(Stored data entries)
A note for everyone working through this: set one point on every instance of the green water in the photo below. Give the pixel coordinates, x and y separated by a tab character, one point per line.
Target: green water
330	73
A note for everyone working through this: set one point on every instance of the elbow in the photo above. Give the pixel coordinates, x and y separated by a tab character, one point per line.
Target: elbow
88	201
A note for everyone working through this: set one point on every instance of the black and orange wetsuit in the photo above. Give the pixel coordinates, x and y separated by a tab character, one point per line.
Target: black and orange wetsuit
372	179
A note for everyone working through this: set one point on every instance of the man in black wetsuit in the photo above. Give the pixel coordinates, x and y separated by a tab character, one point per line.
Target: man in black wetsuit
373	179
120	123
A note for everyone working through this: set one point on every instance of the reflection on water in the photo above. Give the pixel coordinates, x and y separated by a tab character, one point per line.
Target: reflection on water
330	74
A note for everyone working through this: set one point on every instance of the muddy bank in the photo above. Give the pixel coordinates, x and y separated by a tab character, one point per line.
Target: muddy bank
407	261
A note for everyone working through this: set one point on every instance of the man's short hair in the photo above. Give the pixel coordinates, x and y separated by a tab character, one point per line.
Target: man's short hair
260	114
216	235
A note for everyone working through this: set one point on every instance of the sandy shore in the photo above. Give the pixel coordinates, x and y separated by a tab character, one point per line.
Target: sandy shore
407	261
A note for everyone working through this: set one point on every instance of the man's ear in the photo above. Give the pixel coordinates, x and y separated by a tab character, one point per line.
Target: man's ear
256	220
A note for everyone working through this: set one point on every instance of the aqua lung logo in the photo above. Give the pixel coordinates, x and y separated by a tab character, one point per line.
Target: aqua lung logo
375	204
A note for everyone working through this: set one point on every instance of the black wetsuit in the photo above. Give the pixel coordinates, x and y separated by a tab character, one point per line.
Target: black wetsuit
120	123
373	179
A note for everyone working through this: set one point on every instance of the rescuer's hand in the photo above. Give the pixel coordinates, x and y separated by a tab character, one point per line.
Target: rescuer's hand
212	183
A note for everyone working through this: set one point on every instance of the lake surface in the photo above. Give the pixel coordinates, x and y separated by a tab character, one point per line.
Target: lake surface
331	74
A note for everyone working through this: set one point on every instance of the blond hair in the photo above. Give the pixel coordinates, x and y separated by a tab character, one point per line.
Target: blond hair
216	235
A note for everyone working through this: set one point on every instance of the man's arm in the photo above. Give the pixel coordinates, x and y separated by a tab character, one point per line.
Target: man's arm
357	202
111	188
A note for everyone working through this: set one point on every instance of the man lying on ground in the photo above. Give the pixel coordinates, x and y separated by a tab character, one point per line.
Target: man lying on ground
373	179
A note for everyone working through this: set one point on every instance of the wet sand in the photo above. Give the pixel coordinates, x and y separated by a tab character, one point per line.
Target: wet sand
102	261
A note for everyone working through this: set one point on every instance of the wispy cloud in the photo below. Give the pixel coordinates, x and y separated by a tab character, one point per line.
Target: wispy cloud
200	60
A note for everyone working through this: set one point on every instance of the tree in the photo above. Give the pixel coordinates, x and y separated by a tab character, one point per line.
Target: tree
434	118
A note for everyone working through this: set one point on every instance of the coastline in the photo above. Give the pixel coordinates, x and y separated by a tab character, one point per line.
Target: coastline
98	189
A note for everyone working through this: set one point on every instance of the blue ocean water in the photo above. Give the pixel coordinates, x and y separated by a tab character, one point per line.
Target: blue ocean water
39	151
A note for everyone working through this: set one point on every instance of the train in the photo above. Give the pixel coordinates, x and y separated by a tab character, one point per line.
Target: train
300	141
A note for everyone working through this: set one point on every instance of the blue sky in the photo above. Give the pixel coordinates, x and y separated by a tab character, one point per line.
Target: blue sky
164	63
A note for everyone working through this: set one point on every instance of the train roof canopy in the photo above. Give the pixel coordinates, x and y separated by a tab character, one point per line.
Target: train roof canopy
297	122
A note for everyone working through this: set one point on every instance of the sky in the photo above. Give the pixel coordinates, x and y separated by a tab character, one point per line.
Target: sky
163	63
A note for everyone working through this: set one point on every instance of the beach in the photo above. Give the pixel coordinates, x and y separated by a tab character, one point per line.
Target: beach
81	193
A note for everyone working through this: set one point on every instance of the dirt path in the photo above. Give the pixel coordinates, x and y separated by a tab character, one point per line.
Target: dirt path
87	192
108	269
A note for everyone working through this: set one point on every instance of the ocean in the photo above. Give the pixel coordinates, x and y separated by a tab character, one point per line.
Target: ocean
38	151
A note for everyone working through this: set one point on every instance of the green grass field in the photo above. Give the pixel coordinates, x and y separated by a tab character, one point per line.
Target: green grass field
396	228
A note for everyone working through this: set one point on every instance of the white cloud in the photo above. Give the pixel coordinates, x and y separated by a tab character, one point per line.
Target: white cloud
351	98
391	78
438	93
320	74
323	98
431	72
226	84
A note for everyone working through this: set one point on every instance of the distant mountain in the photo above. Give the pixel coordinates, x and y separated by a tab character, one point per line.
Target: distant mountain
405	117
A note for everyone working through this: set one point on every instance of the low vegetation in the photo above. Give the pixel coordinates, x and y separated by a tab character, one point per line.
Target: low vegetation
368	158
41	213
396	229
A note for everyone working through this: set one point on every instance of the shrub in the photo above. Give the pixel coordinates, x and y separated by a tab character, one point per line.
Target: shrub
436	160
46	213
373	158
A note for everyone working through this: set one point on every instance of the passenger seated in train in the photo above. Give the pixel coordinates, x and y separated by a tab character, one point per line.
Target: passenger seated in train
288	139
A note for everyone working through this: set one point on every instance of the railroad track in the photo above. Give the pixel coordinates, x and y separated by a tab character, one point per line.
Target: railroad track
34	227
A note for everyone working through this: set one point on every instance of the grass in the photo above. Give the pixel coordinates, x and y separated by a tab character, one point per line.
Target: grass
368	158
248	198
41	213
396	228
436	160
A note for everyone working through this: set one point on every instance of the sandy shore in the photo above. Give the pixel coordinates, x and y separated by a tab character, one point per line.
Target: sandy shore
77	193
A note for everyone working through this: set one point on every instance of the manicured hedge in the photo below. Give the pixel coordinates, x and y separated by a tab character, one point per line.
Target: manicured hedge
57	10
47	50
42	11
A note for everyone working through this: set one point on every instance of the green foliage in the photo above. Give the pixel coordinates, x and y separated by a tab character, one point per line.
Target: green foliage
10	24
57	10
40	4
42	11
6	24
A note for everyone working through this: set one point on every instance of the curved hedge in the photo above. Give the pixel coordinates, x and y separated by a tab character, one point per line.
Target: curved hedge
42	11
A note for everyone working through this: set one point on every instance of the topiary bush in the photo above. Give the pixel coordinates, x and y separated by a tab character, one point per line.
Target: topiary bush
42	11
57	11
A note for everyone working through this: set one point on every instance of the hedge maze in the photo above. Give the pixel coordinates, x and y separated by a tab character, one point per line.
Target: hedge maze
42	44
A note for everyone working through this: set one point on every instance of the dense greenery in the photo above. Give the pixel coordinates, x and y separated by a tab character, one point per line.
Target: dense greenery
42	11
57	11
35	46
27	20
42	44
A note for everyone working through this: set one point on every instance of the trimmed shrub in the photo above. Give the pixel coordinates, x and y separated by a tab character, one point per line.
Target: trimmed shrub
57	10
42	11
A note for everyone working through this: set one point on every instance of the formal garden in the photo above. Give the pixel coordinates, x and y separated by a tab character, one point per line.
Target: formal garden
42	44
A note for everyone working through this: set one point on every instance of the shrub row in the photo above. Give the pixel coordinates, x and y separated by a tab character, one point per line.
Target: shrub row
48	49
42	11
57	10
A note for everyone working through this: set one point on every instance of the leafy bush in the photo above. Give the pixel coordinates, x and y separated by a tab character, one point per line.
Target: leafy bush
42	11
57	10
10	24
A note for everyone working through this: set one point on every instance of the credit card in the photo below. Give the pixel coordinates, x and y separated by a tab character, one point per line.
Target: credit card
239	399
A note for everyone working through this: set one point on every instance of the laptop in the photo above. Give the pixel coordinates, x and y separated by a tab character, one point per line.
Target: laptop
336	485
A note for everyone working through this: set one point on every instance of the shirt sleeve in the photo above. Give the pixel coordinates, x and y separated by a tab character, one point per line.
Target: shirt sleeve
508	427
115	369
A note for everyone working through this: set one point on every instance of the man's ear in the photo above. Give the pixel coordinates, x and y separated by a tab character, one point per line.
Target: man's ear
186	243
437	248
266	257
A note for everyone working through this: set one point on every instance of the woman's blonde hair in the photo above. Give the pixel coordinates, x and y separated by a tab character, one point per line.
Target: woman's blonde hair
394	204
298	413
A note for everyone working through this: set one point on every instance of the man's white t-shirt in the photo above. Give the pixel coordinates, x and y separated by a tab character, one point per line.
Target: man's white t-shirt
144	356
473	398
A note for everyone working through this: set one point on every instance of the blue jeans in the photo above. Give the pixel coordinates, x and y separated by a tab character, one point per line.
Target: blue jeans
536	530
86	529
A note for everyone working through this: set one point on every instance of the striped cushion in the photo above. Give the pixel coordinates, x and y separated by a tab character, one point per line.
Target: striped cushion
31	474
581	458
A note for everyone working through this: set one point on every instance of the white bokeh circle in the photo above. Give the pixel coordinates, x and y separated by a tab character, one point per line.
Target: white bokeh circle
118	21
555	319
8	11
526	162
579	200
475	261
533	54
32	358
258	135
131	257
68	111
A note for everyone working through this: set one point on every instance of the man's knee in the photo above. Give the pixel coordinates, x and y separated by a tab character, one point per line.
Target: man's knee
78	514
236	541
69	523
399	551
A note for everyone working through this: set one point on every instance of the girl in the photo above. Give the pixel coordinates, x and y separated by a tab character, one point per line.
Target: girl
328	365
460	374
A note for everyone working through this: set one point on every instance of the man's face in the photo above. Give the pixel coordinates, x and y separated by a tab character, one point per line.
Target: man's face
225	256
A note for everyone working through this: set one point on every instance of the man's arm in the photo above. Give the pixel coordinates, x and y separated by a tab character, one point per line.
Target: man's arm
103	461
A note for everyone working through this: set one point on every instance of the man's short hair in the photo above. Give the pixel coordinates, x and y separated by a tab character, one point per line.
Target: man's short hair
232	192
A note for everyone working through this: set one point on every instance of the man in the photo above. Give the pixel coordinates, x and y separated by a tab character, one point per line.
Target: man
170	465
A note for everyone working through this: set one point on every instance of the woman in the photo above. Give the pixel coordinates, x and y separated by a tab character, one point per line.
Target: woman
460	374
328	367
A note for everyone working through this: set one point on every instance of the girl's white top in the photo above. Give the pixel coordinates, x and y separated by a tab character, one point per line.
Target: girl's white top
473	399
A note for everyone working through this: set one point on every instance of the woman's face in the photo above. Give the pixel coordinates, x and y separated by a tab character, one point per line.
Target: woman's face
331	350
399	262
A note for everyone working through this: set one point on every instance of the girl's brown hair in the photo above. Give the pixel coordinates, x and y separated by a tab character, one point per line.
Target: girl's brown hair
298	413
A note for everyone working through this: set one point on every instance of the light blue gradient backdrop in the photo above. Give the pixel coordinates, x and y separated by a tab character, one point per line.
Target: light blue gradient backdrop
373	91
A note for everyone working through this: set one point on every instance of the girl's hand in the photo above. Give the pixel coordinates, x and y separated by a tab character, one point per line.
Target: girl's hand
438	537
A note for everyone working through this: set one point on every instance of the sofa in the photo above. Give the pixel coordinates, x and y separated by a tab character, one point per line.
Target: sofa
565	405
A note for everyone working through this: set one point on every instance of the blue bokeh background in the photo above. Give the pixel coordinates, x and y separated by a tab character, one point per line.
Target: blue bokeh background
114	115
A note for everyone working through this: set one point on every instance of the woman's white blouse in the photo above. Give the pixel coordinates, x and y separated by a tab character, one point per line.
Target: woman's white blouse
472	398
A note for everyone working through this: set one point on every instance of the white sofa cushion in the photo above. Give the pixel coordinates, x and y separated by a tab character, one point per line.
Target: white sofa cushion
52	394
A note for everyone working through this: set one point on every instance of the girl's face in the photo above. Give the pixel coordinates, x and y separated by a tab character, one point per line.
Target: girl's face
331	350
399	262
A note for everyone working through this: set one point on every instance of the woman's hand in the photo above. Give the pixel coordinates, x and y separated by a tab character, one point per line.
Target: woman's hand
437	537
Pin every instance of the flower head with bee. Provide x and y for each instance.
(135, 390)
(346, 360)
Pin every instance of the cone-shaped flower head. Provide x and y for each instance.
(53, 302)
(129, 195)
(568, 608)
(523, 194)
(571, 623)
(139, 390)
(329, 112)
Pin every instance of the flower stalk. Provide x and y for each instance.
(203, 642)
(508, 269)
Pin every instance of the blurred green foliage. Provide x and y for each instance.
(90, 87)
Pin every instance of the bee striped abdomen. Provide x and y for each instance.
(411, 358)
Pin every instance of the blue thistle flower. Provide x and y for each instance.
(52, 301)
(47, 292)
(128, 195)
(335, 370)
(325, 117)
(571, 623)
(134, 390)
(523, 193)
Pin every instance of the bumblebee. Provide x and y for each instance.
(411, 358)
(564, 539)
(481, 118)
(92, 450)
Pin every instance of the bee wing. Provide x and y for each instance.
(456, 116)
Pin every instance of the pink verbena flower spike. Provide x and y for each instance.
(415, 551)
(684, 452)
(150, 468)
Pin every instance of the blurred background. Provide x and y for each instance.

*Task*: Give back only the lines from the one containing "Target: girl's face" through the final line of the entries above, exactly as written, both included.

*Answer box*:
Target: girl's face
331	350
399	262
A note for everyone working through this: set one point on every instance of the woman's hand in the photo above. Give the pixel coordinates, x and y separated by a tab character, one point per line.
Target: woman's hand
437	537
Pin every instance of the flower head with bee. Provide x and y for each instance.
(135, 390)
(346, 360)
Pin every instance of the cone-shaped flower head. Provide x and y for each instance.
(53, 302)
(129, 195)
(568, 608)
(523, 194)
(571, 623)
(139, 390)
(329, 112)
Pin every instance of the flower stalk. Provide x and y for each instance.
(203, 642)
(508, 269)
Pin every instance of the blurred green foliage. Provide x and y for each instance.
(90, 87)
Pin every instance of the bee striped abdomen. Provide x and y for each instance.
(411, 358)
Pin every instance of the blue thistle flower. Provide x and y for each instance.
(52, 301)
(47, 292)
(128, 195)
(335, 370)
(325, 117)
(571, 623)
(134, 390)
(523, 193)
Pin every instance of the bumblebee. Provide x and y for each instance.
(411, 358)
(564, 539)
(481, 118)
(92, 450)
Pin every instance of the bee wing. Provide x and y for each instance.
(456, 116)
Pin every instance of the pink verbena flower spike. Provide x and y for each instance.
(415, 551)
(684, 452)
(150, 468)
Pin every instance of the blurred background. Provide x and y for each instance.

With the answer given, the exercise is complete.